** Begin Material for the task **

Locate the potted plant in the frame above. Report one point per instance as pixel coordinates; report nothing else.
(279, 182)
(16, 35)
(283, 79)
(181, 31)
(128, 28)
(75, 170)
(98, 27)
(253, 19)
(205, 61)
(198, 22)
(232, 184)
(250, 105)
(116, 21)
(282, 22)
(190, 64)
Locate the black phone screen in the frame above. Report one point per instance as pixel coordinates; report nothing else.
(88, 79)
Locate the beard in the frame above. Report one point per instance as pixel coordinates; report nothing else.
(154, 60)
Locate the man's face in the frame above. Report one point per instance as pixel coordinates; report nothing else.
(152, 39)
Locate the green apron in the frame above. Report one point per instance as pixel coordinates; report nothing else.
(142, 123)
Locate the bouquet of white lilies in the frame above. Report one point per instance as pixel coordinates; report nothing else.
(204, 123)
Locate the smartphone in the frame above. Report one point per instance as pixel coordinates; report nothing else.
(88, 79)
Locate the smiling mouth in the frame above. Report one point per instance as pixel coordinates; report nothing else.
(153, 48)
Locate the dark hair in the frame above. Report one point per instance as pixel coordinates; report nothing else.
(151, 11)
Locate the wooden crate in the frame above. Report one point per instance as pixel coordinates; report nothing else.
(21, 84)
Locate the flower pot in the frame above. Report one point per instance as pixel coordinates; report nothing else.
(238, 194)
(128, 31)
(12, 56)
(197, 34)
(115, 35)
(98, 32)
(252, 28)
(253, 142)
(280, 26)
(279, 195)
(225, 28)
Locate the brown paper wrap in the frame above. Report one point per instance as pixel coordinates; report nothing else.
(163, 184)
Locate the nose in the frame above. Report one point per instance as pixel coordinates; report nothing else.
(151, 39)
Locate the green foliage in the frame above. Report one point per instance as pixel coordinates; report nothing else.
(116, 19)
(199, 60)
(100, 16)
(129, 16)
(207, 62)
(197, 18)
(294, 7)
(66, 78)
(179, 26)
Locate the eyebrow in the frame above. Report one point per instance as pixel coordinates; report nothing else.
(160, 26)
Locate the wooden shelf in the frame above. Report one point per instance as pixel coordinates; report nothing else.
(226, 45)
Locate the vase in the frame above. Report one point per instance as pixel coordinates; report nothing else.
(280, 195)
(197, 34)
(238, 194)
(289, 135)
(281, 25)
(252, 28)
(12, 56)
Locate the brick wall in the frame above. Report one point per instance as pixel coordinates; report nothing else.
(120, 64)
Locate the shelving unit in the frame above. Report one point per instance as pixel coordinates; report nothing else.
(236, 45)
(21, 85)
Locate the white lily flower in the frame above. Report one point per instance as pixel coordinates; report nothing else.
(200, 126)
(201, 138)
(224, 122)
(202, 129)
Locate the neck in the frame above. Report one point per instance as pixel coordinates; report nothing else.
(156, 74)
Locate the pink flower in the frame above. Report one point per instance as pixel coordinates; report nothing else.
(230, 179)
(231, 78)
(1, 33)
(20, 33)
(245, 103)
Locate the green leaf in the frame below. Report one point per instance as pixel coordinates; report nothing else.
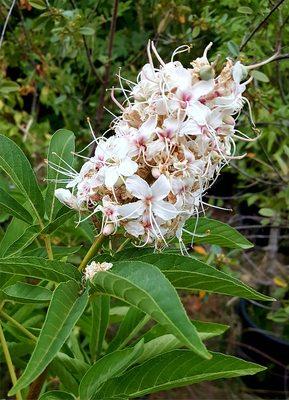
(61, 146)
(206, 330)
(38, 4)
(175, 369)
(7, 86)
(57, 395)
(40, 268)
(14, 163)
(58, 251)
(267, 212)
(12, 207)
(260, 76)
(145, 287)
(25, 293)
(100, 319)
(157, 342)
(86, 30)
(28, 236)
(215, 232)
(15, 229)
(64, 311)
(233, 48)
(132, 321)
(191, 274)
(245, 10)
(107, 367)
(69, 370)
(59, 221)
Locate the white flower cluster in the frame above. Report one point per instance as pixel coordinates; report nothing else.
(175, 133)
(94, 267)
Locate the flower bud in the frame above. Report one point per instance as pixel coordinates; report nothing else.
(156, 172)
(206, 73)
(229, 120)
(108, 229)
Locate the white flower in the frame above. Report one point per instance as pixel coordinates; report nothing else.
(94, 267)
(150, 199)
(175, 132)
(118, 163)
(67, 198)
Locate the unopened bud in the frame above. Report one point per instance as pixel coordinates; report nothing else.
(108, 229)
(206, 73)
(229, 120)
(156, 172)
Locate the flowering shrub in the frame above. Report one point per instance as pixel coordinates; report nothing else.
(176, 131)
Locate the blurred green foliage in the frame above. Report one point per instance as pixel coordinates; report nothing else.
(54, 59)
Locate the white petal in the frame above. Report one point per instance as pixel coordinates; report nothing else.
(215, 118)
(171, 124)
(198, 112)
(131, 210)
(237, 72)
(66, 197)
(154, 147)
(190, 127)
(164, 210)
(111, 176)
(148, 127)
(202, 88)
(127, 167)
(160, 188)
(137, 187)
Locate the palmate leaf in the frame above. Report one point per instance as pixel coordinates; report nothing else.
(107, 367)
(132, 322)
(175, 369)
(100, 318)
(158, 342)
(22, 292)
(65, 308)
(57, 395)
(14, 231)
(145, 287)
(14, 163)
(69, 371)
(215, 232)
(13, 207)
(60, 152)
(40, 268)
(189, 273)
(206, 330)
(28, 236)
(32, 233)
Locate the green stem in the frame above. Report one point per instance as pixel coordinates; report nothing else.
(92, 251)
(9, 361)
(18, 325)
(120, 248)
(48, 246)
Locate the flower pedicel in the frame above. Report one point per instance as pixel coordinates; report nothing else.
(175, 133)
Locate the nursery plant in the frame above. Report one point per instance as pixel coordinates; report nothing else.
(90, 307)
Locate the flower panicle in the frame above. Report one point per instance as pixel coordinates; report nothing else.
(176, 131)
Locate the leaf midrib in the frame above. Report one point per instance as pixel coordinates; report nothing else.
(158, 307)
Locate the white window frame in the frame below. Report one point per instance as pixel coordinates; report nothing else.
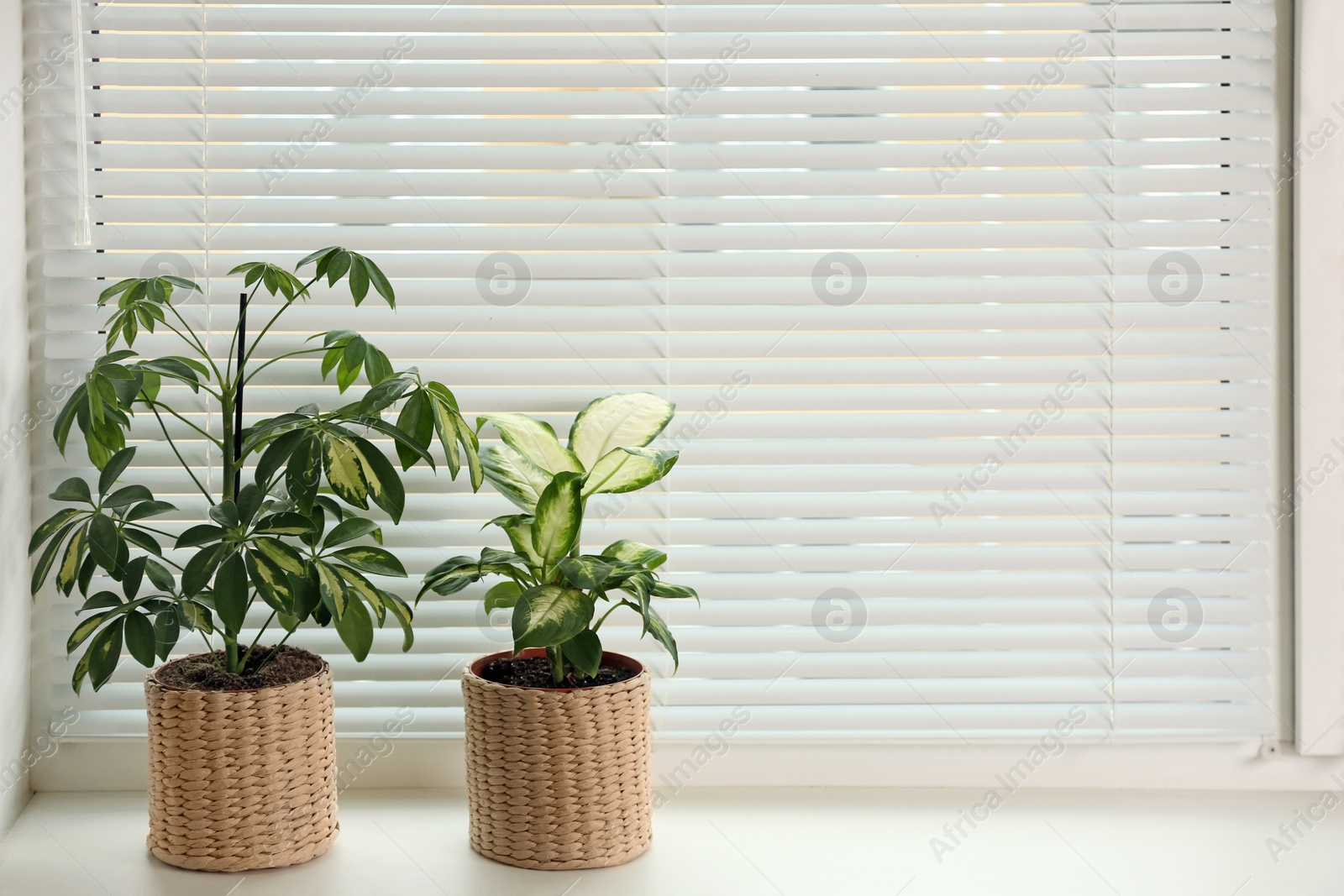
(1312, 661)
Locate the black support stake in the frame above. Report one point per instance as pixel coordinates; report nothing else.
(239, 405)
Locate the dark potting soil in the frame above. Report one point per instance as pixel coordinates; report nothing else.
(203, 673)
(535, 672)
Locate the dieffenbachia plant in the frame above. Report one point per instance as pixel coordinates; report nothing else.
(282, 539)
(554, 589)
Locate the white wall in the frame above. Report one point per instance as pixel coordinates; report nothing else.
(13, 407)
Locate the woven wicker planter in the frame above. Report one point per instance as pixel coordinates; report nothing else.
(558, 778)
(242, 779)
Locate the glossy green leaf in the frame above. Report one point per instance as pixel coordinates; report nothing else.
(349, 531)
(232, 594)
(585, 652)
(370, 559)
(624, 419)
(139, 633)
(628, 470)
(550, 616)
(585, 573)
(114, 468)
(558, 517)
(636, 553)
(356, 629)
(104, 653)
(167, 631)
(535, 441)
(73, 490)
(514, 476)
(281, 555)
(504, 594)
(50, 527)
(344, 472)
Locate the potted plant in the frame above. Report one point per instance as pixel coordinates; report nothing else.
(557, 728)
(242, 748)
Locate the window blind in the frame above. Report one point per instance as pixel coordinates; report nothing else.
(968, 311)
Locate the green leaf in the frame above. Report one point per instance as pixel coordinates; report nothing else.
(356, 629)
(625, 419)
(89, 625)
(503, 595)
(402, 613)
(276, 454)
(535, 441)
(358, 282)
(114, 469)
(452, 575)
(585, 573)
(201, 567)
(232, 594)
(333, 589)
(353, 528)
(304, 476)
(50, 527)
(628, 470)
(370, 559)
(272, 582)
(514, 476)
(549, 616)
(417, 421)
(585, 652)
(198, 535)
(147, 510)
(558, 517)
(380, 281)
(159, 575)
(143, 540)
(385, 484)
(104, 653)
(73, 490)
(669, 590)
(225, 513)
(385, 394)
(139, 633)
(49, 558)
(286, 524)
(167, 631)
(104, 542)
(281, 555)
(344, 472)
(358, 586)
(636, 553)
(660, 631)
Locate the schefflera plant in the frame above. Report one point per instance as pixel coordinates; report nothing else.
(555, 590)
(281, 539)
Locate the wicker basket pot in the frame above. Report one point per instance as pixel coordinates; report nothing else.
(558, 778)
(242, 779)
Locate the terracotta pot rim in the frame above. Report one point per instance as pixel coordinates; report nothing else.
(609, 658)
(154, 678)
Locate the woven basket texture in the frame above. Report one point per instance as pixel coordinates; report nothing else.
(242, 779)
(558, 779)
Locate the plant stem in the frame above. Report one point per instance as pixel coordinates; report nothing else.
(185, 465)
(273, 652)
(260, 633)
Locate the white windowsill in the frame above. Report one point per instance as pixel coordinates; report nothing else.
(746, 842)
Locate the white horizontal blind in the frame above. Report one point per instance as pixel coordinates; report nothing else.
(967, 309)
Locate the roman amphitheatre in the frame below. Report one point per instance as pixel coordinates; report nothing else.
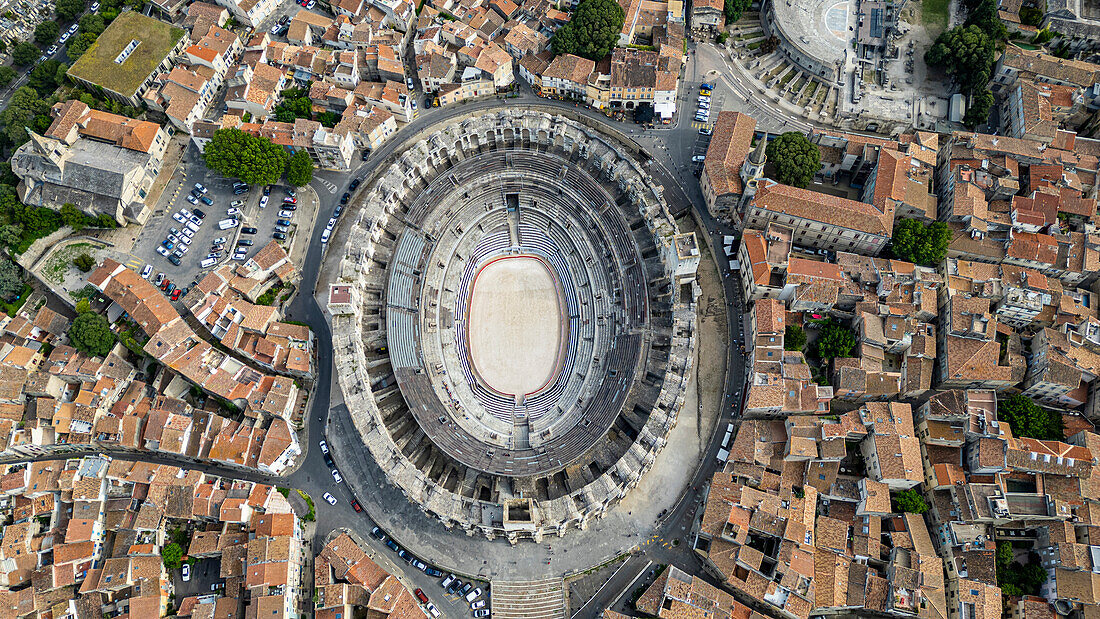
(514, 322)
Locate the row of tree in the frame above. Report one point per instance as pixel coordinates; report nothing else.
(255, 159)
(966, 52)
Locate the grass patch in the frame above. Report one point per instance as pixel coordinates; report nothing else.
(97, 65)
(309, 517)
(934, 14)
(62, 261)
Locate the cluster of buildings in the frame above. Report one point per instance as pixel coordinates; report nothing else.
(257, 374)
(85, 538)
(802, 516)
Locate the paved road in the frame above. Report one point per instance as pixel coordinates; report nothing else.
(670, 147)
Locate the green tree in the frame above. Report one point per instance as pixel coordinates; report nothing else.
(46, 32)
(985, 15)
(7, 75)
(965, 53)
(917, 243)
(253, 159)
(91, 334)
(1029, 419)
(44, 77)
(24, 53)
(11, 234)
(735, 8)
(11, 279)
(980, 104)
(835, 340)
(67, 10)
(84, 262)
(172, 553)
(299, 169)
(294, 108)
(92, 23)
(794, 338)
(910, 501)
(22, 109)
(592, 32)
(79, 44)
(73, 217)
(794, 158)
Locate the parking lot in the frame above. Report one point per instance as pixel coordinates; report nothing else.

** End Material for the task **

## What you will do
Output only the lines running from the line with "Locate the plant" through the last line of the entries above, inclusive, with pictures excluded.

## Answer
Locate the plant stem in the frame above. Report one point per instance as pixel coordinates; report nothing else.
(185, 465)
(273, 652)
(260, 633)
Locate the white windowsill in the frame above. Report one point per instance as pixel coordinates; report nothing else.
(746, 842)
Locate the white horizontal blind in the frame above. Report one point per instance as pixel coordinates; report nothing else.
(967, 309)
Locate the roman amphitheatre in the frame below. Report one point per instance as pixel coordinates; report nothing else.
(514, 322)
Locate the row of tree in the frame above. Report one point per instance as pixel coordinates; report nothing else.
(255, 159)
(966, 52)
Locate the grass patch in the frame above. Report one point per instance as pixel coordinates; report nothing else.
(97, 65)
(309, 517)
(934, 14)
(62, 261)
Locate the cluster of buildings in the frame above. Report one point per instance as pixel coordinates; report nothing else.
(257, 374)
(85, 538)
(802, 516)
Locate the paved road in the frame above. Report one point per instance as pixel coordinates; report nothing else.
(670, 147)
Locate the green tree in the frame above. Report one point per instance as pixel coordinates; report nothing else.
(46, 32)
(985, 15)
(7, 75)
(965, 53)
(917, 243)
(253, 159)
(91, 334)
(1029, 419)
(44, 77)
(24, 53)
(11, 234)
(735, 8)
(11, 279)
(980, 104)
(835, 340)
(67, 10)
(84, 262)
(172, 553)
(299, 169)
(294, 108)
(92, 23)
(794, 338)
(910, 501)
(22, 109)
(592, 32)
(79, 44)
(73, 217)
(794, 158)
Locate the parking lot in the frame above. Report one point per instance as pixel coordinates; report nothing else.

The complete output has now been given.